══ Texte retenu

Oui, souvenez-vous, par exemple, avant qu’on adopte la thèse de la guerre civile en Syrie, avant qu’on ne parle d’un conflit armé, on vous vendait le récit de troupes qui fusillaient des manifestants pacifiques à bout portant. Pensiez-vous sincèrement que l’infâme Bachar El-Assad faisait régner la terreur à lui seul, alors qu’en Tunisie ou en Egypte, le reste tout aussi illégitime du régime d’Ali ou de celui Mubarak avait trouvé judicieux de congédier leur président seul pour mettre fin aux émeutes ? La solidarité et l’unité présente dans l’appareil d’État syrien aurait déjà du vous aviser d’un gouvernement plus légitime à Damas que dans les deux états cités précédemment. D’ailleurs, l’unité de ce gouvernement démontrée, pensiez-vous réellement que celui-ci ne soit pas capable de voir l’impact qu’auraient de telles barbaries, alors qu’en France, aux États-Unis ou en Angleterre on n’hésite pas à faire usage de matraques et de gaz lacrymogène pour réprimer les manifestants sans polémique ? Pensiez-vous une seconde que l’ensemble de l’appareil d’état syrien soit assez ignorant pour ne pas faire appel à des méthodes similaires, sachant que l’ensemble l’opinion internationale avait les yeux rivés sur leur pays ? Même Bahreïn avait fait preuve de plus de prudence… A moins, ne penseriez-vous pas, que lesdits manifestants pacifiques ne fussent à l’origine suffisamment armés pour rendre l’usage de ces méthodes impossible ?
Suite à l’amorce des hostilités, les autorités russes et chinoises court-circuitèrent la résolution de l’ONU, visiblement peu convaincus par la campagne médiatique occidentale et mettant encore une fois en lumière l’une des plus grosses arnaques philosophiques du vingtième siècle. En effet, sans élucubration historique (bien que pertinente), les Nations-Unies sont un organe qui permet d’imposer légalement la volonté des Puissants aux états faibles, pour peu que les Puissants soient d’accord entre eux. Ceci ne diffère pas des observations de Pascal et de La Fontaine avant lui. Ce qui était apparu aux yeux du monde comme un autre grand progrès humaniste n’est en fait qu’un outil de légitimation : au mieux, l’organe donne une base légale aux agissement des états du conseil de sécurité, au pire (ou au mieux pour les autres), il ne sert à rien. C’est ainsi que pour préserver le poids symbolique de l’ONU, ledit conseil s’était vu contraint d’être étendu au fil du temps et des évènements. Bref, les Puissants ne s’étant ici pas entendus, cette carte ne fonctionna pas.

════

Poursuivez, s'il vous plaît, le texte sur le conflit syrien et l'ONU à partir de sa dernière phrase.

══ Entrées fournies

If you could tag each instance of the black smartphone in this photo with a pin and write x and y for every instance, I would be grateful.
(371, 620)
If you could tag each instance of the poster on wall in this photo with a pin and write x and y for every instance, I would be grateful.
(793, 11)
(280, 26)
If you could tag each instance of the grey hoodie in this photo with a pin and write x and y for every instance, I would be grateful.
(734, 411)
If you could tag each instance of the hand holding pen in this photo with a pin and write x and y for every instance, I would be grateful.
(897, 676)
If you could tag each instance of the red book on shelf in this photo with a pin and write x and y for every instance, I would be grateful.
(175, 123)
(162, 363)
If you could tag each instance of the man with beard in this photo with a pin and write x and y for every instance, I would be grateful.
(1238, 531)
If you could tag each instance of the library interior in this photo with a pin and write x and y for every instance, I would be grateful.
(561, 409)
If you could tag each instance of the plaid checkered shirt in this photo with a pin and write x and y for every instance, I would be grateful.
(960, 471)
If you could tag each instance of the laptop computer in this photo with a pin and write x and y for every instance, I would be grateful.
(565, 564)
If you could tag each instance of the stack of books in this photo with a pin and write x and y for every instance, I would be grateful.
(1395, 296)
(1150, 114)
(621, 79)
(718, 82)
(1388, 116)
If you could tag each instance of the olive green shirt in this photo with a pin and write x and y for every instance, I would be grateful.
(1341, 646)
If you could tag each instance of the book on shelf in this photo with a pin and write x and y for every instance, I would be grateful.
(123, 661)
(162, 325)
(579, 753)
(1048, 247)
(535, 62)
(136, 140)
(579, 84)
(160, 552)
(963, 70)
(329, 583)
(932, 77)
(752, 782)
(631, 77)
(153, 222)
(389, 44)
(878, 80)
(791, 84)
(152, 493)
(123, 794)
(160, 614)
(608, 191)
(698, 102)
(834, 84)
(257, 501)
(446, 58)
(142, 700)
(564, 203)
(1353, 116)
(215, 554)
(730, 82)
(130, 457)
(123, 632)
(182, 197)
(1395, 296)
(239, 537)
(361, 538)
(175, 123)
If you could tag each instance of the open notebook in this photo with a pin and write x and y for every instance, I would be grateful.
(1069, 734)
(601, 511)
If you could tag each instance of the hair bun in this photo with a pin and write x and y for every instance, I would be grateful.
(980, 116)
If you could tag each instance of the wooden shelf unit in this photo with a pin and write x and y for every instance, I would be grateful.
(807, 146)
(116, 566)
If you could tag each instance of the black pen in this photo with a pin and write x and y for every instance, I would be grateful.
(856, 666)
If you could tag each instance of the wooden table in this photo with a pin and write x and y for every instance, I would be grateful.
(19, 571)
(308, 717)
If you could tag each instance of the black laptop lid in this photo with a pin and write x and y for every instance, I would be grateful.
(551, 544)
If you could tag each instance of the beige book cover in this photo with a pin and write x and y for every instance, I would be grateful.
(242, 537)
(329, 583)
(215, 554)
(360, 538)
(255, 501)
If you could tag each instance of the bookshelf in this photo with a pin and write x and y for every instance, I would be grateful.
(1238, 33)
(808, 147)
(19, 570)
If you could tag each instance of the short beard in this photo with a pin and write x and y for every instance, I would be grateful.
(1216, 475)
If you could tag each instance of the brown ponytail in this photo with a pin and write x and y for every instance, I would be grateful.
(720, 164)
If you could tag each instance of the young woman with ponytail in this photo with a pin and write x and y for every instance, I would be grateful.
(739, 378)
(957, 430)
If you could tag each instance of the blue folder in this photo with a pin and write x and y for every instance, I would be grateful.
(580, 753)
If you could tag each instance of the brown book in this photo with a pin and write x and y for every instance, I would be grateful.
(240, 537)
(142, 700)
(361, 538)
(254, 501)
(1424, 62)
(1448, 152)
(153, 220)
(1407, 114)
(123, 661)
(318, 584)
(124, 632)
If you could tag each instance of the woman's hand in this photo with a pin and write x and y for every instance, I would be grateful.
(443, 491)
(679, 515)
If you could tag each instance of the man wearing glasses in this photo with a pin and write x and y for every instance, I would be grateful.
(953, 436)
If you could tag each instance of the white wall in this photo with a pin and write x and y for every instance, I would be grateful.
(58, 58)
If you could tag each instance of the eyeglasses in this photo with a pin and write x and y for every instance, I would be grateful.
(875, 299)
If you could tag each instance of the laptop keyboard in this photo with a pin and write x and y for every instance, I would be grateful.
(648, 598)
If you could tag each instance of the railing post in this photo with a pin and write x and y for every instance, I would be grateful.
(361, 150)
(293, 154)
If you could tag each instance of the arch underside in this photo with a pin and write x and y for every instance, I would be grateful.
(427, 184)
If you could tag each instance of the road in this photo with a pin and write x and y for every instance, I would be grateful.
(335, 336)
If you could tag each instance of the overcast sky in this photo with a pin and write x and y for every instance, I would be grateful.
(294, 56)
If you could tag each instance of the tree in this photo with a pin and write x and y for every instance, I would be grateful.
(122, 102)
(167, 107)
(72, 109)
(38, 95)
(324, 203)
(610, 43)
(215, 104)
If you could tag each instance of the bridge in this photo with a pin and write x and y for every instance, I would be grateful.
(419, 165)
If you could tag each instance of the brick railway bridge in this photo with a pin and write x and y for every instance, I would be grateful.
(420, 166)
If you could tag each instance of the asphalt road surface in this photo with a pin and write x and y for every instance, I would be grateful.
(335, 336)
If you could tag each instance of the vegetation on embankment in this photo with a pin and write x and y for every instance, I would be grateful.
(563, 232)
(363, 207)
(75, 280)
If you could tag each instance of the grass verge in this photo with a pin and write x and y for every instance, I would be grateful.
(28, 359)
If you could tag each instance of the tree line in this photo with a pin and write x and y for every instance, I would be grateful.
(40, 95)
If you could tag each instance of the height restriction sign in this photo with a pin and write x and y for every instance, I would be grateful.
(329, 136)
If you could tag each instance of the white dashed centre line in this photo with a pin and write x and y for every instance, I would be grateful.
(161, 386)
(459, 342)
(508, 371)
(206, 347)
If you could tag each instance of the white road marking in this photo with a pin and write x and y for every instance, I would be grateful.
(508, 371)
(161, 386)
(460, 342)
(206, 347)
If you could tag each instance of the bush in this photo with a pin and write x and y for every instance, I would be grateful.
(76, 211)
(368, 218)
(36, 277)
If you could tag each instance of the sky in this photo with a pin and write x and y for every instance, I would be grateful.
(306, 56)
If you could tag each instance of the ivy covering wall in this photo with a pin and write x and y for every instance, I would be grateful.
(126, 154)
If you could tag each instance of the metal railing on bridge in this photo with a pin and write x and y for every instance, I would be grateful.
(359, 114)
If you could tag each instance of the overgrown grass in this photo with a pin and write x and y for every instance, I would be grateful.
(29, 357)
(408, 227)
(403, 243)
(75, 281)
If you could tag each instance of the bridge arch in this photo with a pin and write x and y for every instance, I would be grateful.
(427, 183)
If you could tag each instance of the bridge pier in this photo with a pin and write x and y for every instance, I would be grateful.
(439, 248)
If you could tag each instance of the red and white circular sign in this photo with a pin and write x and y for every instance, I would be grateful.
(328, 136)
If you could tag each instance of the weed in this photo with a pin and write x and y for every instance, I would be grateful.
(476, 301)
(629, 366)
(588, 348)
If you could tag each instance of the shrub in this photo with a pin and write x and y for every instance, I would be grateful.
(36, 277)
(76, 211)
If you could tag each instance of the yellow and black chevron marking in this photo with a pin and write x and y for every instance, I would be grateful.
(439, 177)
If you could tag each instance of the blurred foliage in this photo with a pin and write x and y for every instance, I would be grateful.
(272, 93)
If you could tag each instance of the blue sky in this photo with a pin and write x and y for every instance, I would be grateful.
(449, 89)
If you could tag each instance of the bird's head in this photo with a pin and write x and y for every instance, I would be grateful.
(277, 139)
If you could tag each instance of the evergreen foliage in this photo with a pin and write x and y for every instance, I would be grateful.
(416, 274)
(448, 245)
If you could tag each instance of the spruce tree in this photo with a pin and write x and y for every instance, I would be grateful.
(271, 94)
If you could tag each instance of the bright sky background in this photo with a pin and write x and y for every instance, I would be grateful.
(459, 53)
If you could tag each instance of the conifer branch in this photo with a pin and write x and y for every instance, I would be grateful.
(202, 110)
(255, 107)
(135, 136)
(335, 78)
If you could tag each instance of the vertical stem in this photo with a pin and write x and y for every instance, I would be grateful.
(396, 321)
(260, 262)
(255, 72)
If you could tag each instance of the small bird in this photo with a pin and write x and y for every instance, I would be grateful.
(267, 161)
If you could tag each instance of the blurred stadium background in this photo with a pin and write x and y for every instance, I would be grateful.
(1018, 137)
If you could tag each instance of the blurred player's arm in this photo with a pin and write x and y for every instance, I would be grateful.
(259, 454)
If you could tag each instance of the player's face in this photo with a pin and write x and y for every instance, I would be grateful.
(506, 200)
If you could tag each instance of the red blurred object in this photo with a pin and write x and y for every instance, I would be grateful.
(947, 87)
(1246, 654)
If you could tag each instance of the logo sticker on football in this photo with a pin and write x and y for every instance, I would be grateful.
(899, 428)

════

* Réponse à donner
Ce qu’on peut y voir, en plus du désaccord Russo-Chinois, c’est un jeu psychologique. De là qui existe aujourd’hui dissension parmi les états puissants, on aurait pu en présumer. Par contre, on ne savait pas si les états-dissidents oseraient s’affirmer et se réaffirmer. Les occidentaux ralliés à l’axe américano-sioniste, malgré le rapport de force actuellement équilibré (voir à leur désavantage), tentèrent de faire entendre à la Chine et à la Russie qu’ils avaient encore l’avantage en terme de puissance et d’influence. Ceux-ci ne se laissèrent pas bluffer et ce, malgré l’insistance affichée dans l’autre camps. Ce qu’on peut y voir donc, c’est un rééquilibre des forces sur l’échiquier géopolitique mondial et une perte de vitesse dans un camp dont l’élément fort est une nation sujette à 15% à la nécessité des coupons alimentaire et au chômages dans des proportions qu’on n’ose pas imaginer. Un dernier coup de bluff, donc, d’un empire américain en déchéance, un piège qui ne prit pas.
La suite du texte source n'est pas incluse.